Stated goal: Can you update every one of the rows below so that "Can you confirm the presence of" becomes "Is there" and nothing else changes?

Supplied records:
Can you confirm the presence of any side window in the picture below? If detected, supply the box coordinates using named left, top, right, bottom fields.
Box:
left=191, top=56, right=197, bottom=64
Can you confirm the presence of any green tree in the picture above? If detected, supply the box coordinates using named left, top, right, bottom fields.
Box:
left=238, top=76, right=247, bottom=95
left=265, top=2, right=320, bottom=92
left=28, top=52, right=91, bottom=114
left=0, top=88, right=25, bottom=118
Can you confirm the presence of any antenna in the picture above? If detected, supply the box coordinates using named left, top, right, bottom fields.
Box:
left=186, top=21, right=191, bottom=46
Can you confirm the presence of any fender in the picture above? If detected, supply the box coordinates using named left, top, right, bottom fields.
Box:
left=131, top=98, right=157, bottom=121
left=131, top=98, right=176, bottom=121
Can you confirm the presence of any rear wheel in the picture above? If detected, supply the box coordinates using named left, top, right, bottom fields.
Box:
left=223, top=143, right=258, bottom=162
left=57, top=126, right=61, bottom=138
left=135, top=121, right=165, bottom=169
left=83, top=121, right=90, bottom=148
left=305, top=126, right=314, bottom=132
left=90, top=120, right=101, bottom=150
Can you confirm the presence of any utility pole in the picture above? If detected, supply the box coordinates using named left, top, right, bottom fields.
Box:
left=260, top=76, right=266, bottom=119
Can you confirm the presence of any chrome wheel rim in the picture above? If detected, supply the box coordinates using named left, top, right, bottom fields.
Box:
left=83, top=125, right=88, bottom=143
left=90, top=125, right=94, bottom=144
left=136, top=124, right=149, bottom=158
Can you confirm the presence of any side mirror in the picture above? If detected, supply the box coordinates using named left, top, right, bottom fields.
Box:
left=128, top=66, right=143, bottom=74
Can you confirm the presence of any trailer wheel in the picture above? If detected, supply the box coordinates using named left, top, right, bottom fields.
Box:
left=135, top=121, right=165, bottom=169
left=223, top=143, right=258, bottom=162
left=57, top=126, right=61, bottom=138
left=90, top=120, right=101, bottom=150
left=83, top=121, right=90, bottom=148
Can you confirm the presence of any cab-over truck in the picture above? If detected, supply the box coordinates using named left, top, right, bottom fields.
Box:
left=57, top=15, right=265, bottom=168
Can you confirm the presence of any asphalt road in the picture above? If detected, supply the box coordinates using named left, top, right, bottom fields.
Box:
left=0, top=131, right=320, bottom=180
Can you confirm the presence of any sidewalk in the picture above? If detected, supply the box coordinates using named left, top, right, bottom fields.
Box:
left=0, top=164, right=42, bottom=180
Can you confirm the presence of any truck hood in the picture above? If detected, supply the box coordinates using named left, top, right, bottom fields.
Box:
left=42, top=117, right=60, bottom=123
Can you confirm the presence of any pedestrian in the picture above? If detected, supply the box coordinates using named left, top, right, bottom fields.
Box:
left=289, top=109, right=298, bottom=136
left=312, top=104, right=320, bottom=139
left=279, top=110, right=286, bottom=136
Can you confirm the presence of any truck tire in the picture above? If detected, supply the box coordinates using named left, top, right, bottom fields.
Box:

Solution to the exercise:
Is there any side window in the picture below? If detected, supply the box coordinates using named left, top, right, bottom fields.
Box:
left=191, top=56, right=197, bottom=64
Is there any green tree in the picture above? If detected, supply the box coordinates using named left, top, right, bottom fields.
Box:
left=238, top=76, right=247, bottom=95
left=265, top=2, right=320, bottom=92
left=28, top=52, right=91, bottom=114
left=0, top=88, right=25, bottom=118
Is there any antenna in the picture above? If detected, supply the box coordinates using named left, top, right, bottom fields.
Box:
left=186, top=21, right=191, bottom=46
Is there any fender in the picture above? If detected, supply the box coordinates using named left, top, right, bottom fields.
Box:
left=131, top=98, right=157, bottom=121
left=131, top=98, right=176, bottom=121
Is there any rear wheel in the picture above? If detected, supply the box coordinates using named left, top, right, bottom fields.
Box:
left=223, top=143, right=258, bottom=162
left=57, top=126, right=61, bottom=138
left=135, top=121, right=165, bottom=169
left=83, top=121, right=90, bottom=148
left=305, top=126, right=314, bottom=132
left=90, top=120, right=101, bottom=150
Is there any utility pole in the picture above? If detected, supply the box coordinates using named left, top, right, bottom fields.
Box:
left=260, top=76, right=266, bottom=119
Is there any chrome wheel rim in the picture above? If detected, supply the box coordinates using named left, top, right, bottom fields.
Box:
left=83, top=125, right=88, bottom=143
left=90, top=125, right=94, bottom=144
left=136, top=124, right=149, bottom=158
Is there any side mirror in the picture above? If detected, supply the box coordinates using named left, top, right, bottom fields.
Box:
left=128, top=66, right=143, bottom=74
Is there any trailer wheel in the picture above? If detected, supply the box coordinates using named left, top, right, bottom fields.
Box:
left=135, top=121, right=165, bottom=169
left=223, top=143, right=258, bottom=162
left=57, top=126, right=61, bottom=138
left=90, top=120, right=101, bottom=150
left=83, top=121, right=90, bottom=148
Is there any cab-over truck in the picture above? If detected, supply the box coordinates using named left, top, right, bottom fields.
Box:
left=57, top=15, right=265, bottom=168
Is there any asphalt road in the picture above? If detected, supply the box coordinates using named left, top, right, bottom fields.
Box:
left=0, top=131, right=320, bottom=180
Is there any sidewalk in the picture above? If detected, supply the box coordinates using named left, top, right, bottom fields.
Box:
left=0, top=164, right=42, bottom=180
Is there any truck hood in the picture above? If detected, supply the box coordinates using named left, top, right, bottom fields.
Box:
left=42, top=117, right=60, bottom=123
Is there any pedestrian in the picture above? If detected, supply the box coordinates using named left, top, right, bottom fields.
Box:
left=289, top=109, right=298, bottom=136
left=312, top=104, right=320, bottom=139
left=279, top=110, right=286, bottom=136
Is there any truck tire in the picture above? If detected, supply the box coordinates using named left, top, right, bottom fields.
Box:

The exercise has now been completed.